◆ GIVEN EXERCISE
Gather every line in the rows below that contains the string "black". Letter case must match.

◆ Entries for bounding box labeling
━━━━
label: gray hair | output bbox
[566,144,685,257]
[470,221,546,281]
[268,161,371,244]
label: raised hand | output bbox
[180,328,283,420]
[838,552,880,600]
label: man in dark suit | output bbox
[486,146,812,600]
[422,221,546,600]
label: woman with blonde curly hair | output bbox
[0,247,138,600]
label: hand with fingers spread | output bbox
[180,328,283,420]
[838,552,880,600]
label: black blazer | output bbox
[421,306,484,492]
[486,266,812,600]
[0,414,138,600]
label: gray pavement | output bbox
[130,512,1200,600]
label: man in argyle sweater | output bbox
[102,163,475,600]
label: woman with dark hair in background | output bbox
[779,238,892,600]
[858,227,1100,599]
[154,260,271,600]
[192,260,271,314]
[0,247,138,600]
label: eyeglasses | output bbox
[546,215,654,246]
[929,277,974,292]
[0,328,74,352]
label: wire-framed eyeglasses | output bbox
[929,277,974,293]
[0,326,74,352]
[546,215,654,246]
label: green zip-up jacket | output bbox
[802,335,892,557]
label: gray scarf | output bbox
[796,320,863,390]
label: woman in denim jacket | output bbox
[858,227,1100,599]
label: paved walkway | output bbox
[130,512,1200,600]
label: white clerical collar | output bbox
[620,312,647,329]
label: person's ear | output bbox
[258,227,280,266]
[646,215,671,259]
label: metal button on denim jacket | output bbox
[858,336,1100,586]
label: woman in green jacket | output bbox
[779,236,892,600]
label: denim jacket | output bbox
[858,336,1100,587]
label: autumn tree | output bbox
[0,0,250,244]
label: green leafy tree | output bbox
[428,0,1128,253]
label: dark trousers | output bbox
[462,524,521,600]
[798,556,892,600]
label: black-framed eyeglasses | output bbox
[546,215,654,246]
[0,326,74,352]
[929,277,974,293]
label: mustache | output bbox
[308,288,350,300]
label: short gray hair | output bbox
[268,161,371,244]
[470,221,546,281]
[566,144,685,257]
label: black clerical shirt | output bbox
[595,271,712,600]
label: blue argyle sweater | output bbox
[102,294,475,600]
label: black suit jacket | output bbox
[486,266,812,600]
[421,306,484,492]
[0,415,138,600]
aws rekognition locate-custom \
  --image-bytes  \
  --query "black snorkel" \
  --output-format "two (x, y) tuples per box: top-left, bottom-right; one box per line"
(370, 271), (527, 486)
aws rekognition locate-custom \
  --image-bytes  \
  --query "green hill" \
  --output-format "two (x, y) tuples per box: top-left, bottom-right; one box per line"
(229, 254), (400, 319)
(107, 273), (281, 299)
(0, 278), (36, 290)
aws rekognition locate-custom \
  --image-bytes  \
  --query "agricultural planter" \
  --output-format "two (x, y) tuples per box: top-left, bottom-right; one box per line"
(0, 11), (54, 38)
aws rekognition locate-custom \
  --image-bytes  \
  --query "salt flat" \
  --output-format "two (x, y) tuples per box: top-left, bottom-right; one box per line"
━━━━
◆ SOLUTION TO THIS EXERCISE
label: black blazer | output bbox
label: black-framed eyeglasses | output bbox
label: black clerical shirt | output bbox
label: black suit jacket | output bbox
  --query "black snorkel" \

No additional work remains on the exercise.